The negative outlooks also acknowledge the ongoing uncertainty surrounding coal ash remediation recovery in their smaller South Carolina regulatory jurisdictions, where the companies have appealed the regulator's denial of a portion of the spending.

The negative outlook for parent company Duke Energy reflects the regulatory uncertainty at its two largest subsidiaries along with its weak financial profile. For several years, Duke Energy's ratio of CFO pre-WC to debt has been at or below the 15% financial metric threshold for a possible downgrade that we have established for its Baa1 rating. As such, the company has little financial cushion to absorb the impact of adverse regulatory developments, severe storms, or credit pressure from a growing capital expenditure program.

Duke Energy has historically demonstrated a desire and capability to respond to unfavorable events in a way that supported improving credit metrics. The negative outlook reflects uncertainty regarding the company's ongoing willingness and ability to take the actions necessary to maintain credit quality, which will likely depend on the outcome of pending regulatory proceedings. The negative outlook also recognizes that there will likely be additional downward pressure on credit metrics due to the company's expanding capital expenditure program as it pursues its clean energy goals.

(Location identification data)
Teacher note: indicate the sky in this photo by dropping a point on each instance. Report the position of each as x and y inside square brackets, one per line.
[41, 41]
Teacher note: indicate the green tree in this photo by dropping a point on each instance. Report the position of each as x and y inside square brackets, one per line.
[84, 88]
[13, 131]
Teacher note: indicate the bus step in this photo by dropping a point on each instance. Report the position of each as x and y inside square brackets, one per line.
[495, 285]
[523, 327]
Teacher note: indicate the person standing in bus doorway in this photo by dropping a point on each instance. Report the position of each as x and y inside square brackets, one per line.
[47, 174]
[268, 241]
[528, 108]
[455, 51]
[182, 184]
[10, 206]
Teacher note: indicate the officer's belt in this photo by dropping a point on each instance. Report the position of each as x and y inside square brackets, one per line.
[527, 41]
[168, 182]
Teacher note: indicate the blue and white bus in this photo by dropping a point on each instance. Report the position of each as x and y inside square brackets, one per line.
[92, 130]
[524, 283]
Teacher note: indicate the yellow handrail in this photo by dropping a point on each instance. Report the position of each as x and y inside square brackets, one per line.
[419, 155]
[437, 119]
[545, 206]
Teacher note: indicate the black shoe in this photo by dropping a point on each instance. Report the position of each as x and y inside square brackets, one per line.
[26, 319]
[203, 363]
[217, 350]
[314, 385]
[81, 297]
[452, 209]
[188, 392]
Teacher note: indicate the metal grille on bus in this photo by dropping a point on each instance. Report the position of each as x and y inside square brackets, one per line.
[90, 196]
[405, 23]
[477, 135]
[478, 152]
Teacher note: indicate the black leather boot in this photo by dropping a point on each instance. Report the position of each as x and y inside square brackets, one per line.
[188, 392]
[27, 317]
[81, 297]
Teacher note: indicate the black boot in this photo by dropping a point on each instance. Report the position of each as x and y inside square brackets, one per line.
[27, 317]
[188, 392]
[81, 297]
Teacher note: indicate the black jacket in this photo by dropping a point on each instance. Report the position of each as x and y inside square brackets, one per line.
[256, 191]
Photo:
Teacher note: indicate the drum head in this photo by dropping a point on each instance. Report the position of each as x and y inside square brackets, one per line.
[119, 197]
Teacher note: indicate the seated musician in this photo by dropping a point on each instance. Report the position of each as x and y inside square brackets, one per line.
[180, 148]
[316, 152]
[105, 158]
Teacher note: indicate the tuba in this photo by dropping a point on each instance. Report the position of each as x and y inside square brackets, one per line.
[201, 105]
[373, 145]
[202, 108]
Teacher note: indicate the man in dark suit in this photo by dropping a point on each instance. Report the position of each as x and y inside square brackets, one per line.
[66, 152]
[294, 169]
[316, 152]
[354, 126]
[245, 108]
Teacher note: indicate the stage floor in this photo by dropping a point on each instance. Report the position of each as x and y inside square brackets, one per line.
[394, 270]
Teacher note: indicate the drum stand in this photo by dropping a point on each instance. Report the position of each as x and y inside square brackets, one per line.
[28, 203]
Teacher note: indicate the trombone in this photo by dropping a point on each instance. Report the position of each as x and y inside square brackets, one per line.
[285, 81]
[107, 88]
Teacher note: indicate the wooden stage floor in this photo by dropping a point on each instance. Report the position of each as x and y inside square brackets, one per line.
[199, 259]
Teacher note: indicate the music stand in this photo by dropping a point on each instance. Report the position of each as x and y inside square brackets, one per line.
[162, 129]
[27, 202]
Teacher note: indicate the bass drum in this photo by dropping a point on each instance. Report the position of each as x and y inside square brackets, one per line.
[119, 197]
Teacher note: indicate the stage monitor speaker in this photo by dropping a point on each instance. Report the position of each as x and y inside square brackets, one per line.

### TASK SET
**A)** In the Duke Energy outlook passage, what threshold of the ratio of CFO pre-WC to debt has been set for a possible downgrade of Duke Energy's Baa1 rating?
**B)** Write out the Duke Energy outlook passage between "The negative outlooks" and "of the spending.", inclusive.
**C)** For each statement, state whether it agrees with the Duke Energy outlook passage, and quote the words that decide it.
(i) The companies have appealed a regulator's denial of part of their spending in South Carolina.
(ii) For several years, Duke Energy's ratio of CFO pre-WC to debt has stayed well above the downgrade threshold.
(iii) The expanding capital expenditure program is expected to relieve pressure on Duke Energy's credit metrics.
The data plays no part in what follows.

### EXPECTED RESPONSES
**A)** The threshold is 15%.

**B)**
The negative outlooks also acknowledge the ongoing uncertainty surrounding coal ash remediation recovery in their smaller South Carolina regulatory jurisdictions, where the companies have appealed the regulator's denial of a portion of the spending.

**C)**
(i) Yes: "where the companies have appealed the regulator's denial of a portion of the spending"
(ii) No: "has been at or below the 15% financial metric threshold for a possible downgrade"
(iii) No: "there will likely be additional downward pressure on credit metrics due to the company's expanding capital expenditure program"